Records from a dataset
┌────────

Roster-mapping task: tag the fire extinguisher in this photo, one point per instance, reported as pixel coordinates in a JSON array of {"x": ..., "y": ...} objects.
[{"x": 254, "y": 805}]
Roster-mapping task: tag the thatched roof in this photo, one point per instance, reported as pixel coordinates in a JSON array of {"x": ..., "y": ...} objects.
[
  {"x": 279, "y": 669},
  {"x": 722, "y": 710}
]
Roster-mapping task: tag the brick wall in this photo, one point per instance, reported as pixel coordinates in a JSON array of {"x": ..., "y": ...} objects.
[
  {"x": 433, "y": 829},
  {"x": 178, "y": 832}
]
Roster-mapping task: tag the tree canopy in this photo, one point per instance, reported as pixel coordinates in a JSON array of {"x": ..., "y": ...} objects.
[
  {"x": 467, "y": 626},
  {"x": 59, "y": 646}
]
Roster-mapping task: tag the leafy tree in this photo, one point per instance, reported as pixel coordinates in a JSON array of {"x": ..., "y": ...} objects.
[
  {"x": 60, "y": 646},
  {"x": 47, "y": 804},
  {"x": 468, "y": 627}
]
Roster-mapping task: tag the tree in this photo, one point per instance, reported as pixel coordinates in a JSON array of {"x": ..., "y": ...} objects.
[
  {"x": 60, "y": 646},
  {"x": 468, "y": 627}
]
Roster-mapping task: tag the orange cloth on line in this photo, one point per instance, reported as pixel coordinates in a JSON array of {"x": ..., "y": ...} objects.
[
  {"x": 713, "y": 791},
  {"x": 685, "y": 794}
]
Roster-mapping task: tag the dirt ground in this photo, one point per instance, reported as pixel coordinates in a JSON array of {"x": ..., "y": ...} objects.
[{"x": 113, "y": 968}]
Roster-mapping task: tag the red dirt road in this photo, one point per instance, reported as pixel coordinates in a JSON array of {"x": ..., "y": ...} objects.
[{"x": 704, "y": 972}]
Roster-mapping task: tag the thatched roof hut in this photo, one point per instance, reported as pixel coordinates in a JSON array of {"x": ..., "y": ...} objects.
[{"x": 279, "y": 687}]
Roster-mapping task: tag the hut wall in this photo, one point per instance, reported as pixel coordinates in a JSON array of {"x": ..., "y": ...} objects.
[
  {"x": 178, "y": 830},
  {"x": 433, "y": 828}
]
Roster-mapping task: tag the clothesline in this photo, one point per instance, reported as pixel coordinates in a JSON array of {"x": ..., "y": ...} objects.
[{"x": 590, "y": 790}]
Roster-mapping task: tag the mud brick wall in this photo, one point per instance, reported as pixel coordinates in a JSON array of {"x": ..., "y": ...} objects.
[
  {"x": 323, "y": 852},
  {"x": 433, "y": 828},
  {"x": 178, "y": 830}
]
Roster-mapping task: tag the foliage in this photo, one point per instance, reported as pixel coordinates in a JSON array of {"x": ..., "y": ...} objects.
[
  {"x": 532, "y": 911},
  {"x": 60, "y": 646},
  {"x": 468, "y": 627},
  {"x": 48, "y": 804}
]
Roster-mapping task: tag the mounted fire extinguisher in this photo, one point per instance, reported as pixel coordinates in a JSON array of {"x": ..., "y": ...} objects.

└────────

Produce the records once again, exactly as they stand above.

Roster-mapping task: tag the fire extinguisher in this photo, one point per instance, reported as pixel coordinates in a JSON array of {"x": ..., "y": ...} objects.
[{"x": 254, "y": 805}]
Roster-mapping task: tag the thatched roof in this photo, one point per instance, reported as pixel coordinates in a JSON array of {"x": ..., "y": ...} objects.
[
  {"x": 279, "y": 669},
  {"x": 722, "y": 710}
]
Roster-mapping task: tag the brick wall in this photo, one point per instance, reported as pixel coordinates in a JSON array of {"x": ..., "y": ...} objects.
[
  {"x": 433, "y": 829},
  {"x": 178, "y": 832}
]
Roster-mapping task: tag the tree canopy in this photo, one point per instance, reported as pixel coordinates in a JSON array of {"x": ..., "y": ...} objects.
[
  {"x": 467, "y": 626},
  {"x": 59, "y": 646}
]
Roster-mapping task: tag the leafy tree in this photo, one point per instance, reported as pixel coordinates in a JSON array of {"x": ..., "y": ...} objects.
[
  {"x": 60, "y": 646},
  {"x": 47, "y": 804},
  {"x": 468, "y": 627}
]
Roster-mapping task: tag the tree in this photo, one point per instance, reported as pixel coordinates in a JSON array of {"x": ..., "y": ...} objects.
[
  {"x": 60, "y": 646},
  {"x": 468, "y": 627}
]
Roster-mapping task: tag the orange cloth on line in this photo, one point per instance, reported as pixel coordinates in a JSON array of {"x": ..., "y": ...} objects.
[
  {"x": 713, "y": 791},
  {"x": 685, "y": 794}
]
Roster-mapping task: tag the dirt ground in this photo, one point per instance, reported as pixel coordinates in a JSON array of {"x": ..., "y": ...} objects.
[{"x": 113, "y": 968}]
Roster-mapping task: tag the red dirt road in this photo, one point per instance, reported as pixel coordinates in a JSON array of {"x": ..., "y": ...} objects.
[{"x": 704, "y": 972}]
Roster-mapping task: tag the thatched roof hut in this photo, one point per instance, reported as pixel coordinates in a JSON array of {"x": ..., "y": ...} objects.
[{"x": 279, "y": 687}]
Roster-mapping task: tag the hut wall in this photo, one point per instance, reported as pixel coordinates in a JSON array of {"x": ..., "y": ...} objects.
[
  {"x": 178, "y": 830},
  {"x": 433, "y": 828}
]
Roster-mapping task: tag the clothesline in this photo, one point per instance, reported as pixel coordinates in a JSON array of {"x": ..., "y": ...} objects.
[{"x": 590, "y": 790}]
Roster-mapping task: tag the mud brick wall in this photo, one point per instance, reported as pixel coordinates in a JSON array of {"x": ..., "y": ...} objects.
[
  {"x": 323, "y": 852},
  {"x": 433, "y": 828},
  {"x": 178, "y": 830}
]
Roster-mapping task: tag the foliage in this photo, one point per instance, reported as pixel coordinates in a JSON array of {"x": ..., "y": ...} objects.
[
  {"x": 532, "y": 911},
  {"x": 60, "y": 646},
  {"x": 468, "y": 627},
  {"x": 48, "y": 804}
]
Roster-mapping task: tag the mounted fire extinguisher in this photo, one point per instance, reported as pixel coordinates in a JSON array of {"x": ..., "y": ...} objects.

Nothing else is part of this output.